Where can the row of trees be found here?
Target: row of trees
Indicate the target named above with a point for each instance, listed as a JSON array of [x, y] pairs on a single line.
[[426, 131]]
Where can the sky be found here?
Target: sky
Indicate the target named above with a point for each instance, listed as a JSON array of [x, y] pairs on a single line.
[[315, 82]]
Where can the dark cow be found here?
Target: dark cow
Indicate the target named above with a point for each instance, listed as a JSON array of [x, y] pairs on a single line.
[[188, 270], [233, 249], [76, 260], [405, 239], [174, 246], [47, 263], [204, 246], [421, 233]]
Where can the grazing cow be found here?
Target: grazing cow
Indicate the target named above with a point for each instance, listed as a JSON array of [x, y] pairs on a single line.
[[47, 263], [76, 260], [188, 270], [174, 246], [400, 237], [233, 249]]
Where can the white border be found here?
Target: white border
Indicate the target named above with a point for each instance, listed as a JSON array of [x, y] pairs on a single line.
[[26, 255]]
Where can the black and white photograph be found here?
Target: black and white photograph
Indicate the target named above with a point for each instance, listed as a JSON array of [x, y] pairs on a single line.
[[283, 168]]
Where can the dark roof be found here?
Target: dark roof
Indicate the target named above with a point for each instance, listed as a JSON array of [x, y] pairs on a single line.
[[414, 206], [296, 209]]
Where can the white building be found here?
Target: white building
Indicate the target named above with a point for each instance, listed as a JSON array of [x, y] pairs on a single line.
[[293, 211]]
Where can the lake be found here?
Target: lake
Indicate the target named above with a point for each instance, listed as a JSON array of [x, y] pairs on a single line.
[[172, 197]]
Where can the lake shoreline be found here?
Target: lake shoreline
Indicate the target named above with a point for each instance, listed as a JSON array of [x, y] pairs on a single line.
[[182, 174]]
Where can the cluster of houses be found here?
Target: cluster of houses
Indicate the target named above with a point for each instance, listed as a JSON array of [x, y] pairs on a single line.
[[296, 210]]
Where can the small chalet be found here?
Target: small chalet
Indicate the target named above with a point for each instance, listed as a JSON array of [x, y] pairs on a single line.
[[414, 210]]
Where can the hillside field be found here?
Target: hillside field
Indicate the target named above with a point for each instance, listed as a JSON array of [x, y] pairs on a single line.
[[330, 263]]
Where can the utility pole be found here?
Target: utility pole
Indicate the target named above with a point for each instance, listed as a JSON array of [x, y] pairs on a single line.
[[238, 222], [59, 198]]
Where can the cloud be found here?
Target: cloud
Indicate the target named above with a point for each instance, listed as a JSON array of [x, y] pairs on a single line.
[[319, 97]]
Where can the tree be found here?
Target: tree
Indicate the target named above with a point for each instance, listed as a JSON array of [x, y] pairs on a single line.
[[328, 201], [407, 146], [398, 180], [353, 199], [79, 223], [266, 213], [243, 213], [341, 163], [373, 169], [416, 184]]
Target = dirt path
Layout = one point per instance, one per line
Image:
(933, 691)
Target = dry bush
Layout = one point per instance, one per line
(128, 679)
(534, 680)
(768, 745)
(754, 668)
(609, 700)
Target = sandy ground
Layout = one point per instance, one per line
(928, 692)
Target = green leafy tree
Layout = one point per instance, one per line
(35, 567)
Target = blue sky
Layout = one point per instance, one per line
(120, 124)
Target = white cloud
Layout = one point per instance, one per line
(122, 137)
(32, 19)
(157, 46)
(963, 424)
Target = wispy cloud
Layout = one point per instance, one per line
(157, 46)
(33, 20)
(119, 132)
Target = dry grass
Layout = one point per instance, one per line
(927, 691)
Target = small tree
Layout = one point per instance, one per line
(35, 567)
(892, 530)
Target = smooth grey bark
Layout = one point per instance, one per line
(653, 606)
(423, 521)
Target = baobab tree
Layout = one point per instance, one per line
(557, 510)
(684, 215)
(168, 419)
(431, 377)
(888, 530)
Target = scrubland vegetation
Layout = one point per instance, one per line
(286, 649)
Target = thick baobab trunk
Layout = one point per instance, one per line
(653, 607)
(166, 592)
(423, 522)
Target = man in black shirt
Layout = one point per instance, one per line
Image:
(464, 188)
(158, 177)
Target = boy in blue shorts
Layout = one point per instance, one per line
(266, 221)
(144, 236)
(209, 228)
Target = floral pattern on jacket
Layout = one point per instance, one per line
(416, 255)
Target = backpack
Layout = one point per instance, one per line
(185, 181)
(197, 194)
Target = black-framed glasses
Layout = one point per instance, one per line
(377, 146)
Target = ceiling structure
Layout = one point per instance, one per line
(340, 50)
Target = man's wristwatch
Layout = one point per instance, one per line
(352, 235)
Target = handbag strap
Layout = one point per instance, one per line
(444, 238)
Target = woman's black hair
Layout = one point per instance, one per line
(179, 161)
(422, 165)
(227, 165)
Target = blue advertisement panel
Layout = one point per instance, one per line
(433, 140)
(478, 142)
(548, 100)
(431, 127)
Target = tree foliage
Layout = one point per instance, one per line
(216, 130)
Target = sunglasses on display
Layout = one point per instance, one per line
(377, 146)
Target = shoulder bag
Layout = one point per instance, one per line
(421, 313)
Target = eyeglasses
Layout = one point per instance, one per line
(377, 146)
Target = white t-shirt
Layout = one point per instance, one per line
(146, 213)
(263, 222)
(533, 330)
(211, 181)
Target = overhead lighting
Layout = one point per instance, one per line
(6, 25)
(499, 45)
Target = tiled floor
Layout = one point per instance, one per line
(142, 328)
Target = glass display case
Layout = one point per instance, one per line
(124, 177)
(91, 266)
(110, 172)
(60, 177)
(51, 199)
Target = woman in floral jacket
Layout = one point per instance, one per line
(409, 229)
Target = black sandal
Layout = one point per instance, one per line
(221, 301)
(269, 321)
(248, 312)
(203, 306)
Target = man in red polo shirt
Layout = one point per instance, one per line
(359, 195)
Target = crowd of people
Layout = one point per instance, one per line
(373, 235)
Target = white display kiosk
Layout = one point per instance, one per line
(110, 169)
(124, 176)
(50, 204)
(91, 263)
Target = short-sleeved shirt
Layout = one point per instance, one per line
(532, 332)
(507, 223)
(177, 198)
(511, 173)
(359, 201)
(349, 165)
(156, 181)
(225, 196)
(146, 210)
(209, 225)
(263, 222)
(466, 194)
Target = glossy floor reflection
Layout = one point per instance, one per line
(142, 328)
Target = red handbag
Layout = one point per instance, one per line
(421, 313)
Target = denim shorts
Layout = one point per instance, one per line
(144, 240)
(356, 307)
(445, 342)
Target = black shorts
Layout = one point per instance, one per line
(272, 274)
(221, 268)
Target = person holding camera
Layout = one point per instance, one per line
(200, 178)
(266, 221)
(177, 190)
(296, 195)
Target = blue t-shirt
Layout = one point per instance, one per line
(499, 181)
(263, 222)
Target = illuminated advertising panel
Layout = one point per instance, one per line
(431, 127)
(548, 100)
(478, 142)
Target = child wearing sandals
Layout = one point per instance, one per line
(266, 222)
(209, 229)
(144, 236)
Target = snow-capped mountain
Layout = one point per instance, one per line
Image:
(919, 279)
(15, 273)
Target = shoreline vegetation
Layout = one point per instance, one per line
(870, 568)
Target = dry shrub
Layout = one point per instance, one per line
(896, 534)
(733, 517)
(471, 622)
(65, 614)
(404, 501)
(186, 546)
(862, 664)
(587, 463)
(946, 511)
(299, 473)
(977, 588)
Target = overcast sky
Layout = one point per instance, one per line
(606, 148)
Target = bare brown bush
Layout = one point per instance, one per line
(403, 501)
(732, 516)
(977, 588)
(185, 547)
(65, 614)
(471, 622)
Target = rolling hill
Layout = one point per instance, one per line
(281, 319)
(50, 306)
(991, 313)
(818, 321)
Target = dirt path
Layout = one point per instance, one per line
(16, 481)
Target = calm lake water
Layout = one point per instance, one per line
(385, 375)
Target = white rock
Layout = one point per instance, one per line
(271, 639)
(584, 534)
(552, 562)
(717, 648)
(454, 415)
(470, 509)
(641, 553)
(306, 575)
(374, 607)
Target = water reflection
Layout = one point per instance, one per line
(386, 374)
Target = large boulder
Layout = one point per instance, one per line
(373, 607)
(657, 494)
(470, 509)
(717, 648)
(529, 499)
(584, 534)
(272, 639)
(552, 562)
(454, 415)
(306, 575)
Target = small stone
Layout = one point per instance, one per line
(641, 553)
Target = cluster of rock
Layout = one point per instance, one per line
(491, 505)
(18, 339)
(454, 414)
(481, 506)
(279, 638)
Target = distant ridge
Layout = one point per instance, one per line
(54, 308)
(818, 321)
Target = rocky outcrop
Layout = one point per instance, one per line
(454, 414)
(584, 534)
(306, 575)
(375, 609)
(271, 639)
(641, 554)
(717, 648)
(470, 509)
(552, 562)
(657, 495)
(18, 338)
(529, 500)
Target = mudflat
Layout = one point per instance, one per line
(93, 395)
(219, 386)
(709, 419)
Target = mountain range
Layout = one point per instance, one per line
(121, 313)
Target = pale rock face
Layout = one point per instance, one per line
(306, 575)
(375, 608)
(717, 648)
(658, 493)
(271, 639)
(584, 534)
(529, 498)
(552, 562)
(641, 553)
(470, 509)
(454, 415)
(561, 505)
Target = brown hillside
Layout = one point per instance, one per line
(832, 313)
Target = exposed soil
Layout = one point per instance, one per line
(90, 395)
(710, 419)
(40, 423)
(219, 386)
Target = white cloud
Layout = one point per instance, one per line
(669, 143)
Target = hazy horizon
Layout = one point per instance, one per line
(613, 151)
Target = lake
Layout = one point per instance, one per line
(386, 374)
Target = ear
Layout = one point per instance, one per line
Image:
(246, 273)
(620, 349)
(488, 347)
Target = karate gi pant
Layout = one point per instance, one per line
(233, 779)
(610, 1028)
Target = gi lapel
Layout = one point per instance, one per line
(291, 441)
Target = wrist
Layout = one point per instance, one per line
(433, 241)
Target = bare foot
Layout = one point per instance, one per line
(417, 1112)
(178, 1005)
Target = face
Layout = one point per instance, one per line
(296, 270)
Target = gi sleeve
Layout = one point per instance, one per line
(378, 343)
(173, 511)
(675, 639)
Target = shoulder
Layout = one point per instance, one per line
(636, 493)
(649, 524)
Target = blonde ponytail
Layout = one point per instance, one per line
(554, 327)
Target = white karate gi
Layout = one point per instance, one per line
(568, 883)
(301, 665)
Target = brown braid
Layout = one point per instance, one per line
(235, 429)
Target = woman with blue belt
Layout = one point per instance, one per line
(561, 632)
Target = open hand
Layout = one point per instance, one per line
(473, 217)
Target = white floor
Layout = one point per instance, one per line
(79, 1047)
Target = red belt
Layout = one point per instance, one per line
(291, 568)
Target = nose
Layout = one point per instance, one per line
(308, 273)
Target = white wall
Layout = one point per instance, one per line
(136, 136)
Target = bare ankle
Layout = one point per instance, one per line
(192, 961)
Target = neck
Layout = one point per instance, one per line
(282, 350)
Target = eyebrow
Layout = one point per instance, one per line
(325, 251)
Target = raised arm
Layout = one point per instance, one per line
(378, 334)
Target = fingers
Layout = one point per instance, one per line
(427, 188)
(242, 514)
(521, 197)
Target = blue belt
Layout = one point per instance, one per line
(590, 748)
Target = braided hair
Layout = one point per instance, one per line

DIRECTIVE: Output the rows above, from the very first line through the line containing "246], [421, 233]]" (both included), as a JSON list of strings with one string per line and blank lines omitted.

OUTPUT OF THE TASK:
[
  "Where can the row of trees be found here?",
  "Target: row of trees",
  "Indicate the target named above with a point for each instance, listed as a JSON array of [x, y] pairs on a single line.",
  "[[426, 131]]",
  "Where can the sky be found here?",
  "Target: sky",
  "Indicate the target named above with a point for each instance, listed as a JSON array of [x, y] pairs on a single line.",
  "[[315, 82]]",
  "Where can the dark cow be found here?",
  "Target: dark cow",
  "Indicate the target named above with a point for each instance, listed as a JSON array of [x, y] pairs on a single line.",
  "[[188, 270], [233, 249], [76, 260], [405, 239], [174, 246], [47, 263], [204, 246], [421, 233]]"
]